CHALLENGE 1: Tally the lines in the rows below that contain the string "every", and give only the number.

TEXT EXTRACT:
★ ★ ★ ★
Michalewicz and Millius can be considered as analogous art as they belong to a similar field of endeavor in text processing. It would thus have been obvious to one having ordinary skill in the art to advantageously combine the teachings of Millius (Use of machine learning models for text and context prediction) with those of Michalewicz (Method for analyzing and clustering of documents for a search engine) so as to provide improved text extraction and context determination outputs by predicting relevant portions of extracted text, assigned contexts for relevant text, and/or current user contexts with increased accuracy. Accuracy levels for a context determination model are increased due to a machine-learned context determination model's ability to consider text data from multiple users across one or more text-based applications operation on a mobile computing device. Accuracy levels for a text extraction model are also be increased due to a machine-learned text extraction model's ability to learn which portions of message text are relevant to a user and should be assigned to particular contexts or categories (Millius, para 59).
★ ★ ★ ★
Records

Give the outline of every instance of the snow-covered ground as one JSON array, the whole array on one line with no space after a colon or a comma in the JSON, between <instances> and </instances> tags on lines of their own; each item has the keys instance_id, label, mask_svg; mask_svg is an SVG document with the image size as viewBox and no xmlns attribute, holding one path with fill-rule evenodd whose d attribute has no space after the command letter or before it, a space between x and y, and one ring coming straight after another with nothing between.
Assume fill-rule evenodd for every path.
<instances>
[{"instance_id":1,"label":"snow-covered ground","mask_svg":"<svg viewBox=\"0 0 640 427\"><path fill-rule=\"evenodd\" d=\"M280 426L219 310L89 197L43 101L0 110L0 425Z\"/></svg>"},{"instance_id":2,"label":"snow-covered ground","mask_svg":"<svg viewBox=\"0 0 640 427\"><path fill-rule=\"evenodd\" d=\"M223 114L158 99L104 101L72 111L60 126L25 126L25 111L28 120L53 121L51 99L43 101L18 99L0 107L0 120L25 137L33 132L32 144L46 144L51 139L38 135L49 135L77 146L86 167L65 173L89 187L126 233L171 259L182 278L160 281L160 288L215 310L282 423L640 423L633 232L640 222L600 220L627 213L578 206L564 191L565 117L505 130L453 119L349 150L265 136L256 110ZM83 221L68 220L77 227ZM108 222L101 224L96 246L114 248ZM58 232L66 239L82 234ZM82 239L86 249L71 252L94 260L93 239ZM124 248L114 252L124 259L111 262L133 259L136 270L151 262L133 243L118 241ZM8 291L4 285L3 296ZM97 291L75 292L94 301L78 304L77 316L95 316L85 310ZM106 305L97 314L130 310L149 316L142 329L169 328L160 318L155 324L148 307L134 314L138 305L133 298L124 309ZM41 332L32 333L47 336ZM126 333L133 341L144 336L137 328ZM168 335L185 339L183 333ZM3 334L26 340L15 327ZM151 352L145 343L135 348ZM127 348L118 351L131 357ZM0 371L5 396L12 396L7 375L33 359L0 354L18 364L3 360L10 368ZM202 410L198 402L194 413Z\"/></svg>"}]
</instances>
★ ★ ★ ★
CHALLENGE 2:
Answer these questions from the text on combining Millius and Michalewicz:
(a) What subject does the text give for the teachings of Millius?
(b) What subject does the text give for the teachings of Michalewicz?
(c) Which paragraph of Millius is cited?

TASK RESPONSE 1: 2

TASK RESPONSE 2:
(a) Use of machine learning models for text and context prediction
(b) Method for analyzing and clustering of documents for a search engine
(c) Paragraph 59